* Task directions
Every record below should be printed exactly as it appears.

* Referring expression pointing data
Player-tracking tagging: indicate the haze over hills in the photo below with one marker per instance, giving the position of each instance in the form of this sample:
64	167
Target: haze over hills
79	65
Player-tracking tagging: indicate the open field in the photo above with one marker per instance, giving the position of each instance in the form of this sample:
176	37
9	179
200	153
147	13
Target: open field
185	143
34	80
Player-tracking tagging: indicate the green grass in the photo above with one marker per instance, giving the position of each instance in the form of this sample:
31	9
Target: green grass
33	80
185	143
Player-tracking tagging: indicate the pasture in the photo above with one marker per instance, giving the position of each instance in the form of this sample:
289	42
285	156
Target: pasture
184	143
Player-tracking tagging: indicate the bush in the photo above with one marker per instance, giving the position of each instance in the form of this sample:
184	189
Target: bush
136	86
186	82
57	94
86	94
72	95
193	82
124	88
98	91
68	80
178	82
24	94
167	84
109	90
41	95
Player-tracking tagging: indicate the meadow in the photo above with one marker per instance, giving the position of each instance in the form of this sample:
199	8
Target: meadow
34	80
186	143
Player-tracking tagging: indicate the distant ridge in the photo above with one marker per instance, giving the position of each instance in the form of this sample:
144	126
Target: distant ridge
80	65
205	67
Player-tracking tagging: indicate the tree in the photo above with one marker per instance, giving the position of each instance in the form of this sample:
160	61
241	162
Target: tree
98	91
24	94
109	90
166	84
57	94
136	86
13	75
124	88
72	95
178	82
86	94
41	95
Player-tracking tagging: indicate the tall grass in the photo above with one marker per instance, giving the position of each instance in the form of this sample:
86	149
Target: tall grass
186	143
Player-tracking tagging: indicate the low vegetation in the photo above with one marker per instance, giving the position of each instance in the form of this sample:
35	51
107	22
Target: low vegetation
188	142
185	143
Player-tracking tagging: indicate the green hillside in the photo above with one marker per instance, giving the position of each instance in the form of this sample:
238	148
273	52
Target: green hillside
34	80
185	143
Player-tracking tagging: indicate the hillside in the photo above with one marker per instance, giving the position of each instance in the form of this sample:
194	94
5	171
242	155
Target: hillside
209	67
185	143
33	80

* Answer section
Player-tracking tagging: indicate the haze over hills in the photo below with one marker per instance, giving the position of each instance in the form of this sample:
64	167
Target: haze over hills
79	65
Player-tracking tagging: indicate the open field in the photo above with one marker per instance, giving the position of each instance in the form of this sample:
176	37
9	179
200	153
147	13
Target: open field
185	143
34	80
Player-tracking tagging: indicate the green grass in the photo above with one marker per instance, giving the position of each instance in the form of this sample:
31	9
Target: green grass
33	80
185	143
Player-tracking tagging: indicate the pasture in the photo above with one marker per instance, giving the position of each instance in the form of this sample:
289	42
285	156
Target: pasture
184	143
Player-tracking tagging: indicate the bush in the photo above with one marker per instance, giving the position of each instance in the form of this sample:
184	189
Target: bush
136	86
186	82
57	94
86	94
72	95
193	82
124	88
98	91
68	80
178	82
24	94
167	84
109	90
41	95
Player-tracking tagging: indicate the meadow in the photo above with one marker per instance, giving the position of each instance in the form of this sample:
199	8
Target: meadow
34	80
186	143
Player-tracking tagging: indicate the distant ridge in the photo above with one marker per instance, giving the position of each instance in the form of this sample:
144	126
Target: distant ridge
80	65
205	67
Player-tracking tagging: indicate the tree in the photo above with one marker per instance, giving the position of each instance in the form of this sample:
160	61
241	162
Target: tree
98	91
24	94
109	90
166	84
57	94
136	86
13	75
124	88
72	95
178	82
86	94
41	95
Player-tracking tagging: indicate the tall grass in the photo above with one marker per instance, giving the position of each instance in the form of this sample:
86	149
Target: tall grass
186	143
Player-tracking tagging: indicate the low vegetation in the photo above with one marker per instance, giving the position of each instance in the form of this sample:
35	51
107	22
Target: low vegetation
188	142
185	143
Player-tracking tagging: indicate the green hillside in the photo above with one marker per instance, giving the position of each instance in the form of this sample:
238	148
273	52
Target: green hillside
34	80
185	143
Player-tracking tagging: indicate the hillside in the photo above with one marker per instance, giving the position of each instance in the form of this sample:
194	94
5	171
242	155
Target: hillside
209	67
185	143
33	80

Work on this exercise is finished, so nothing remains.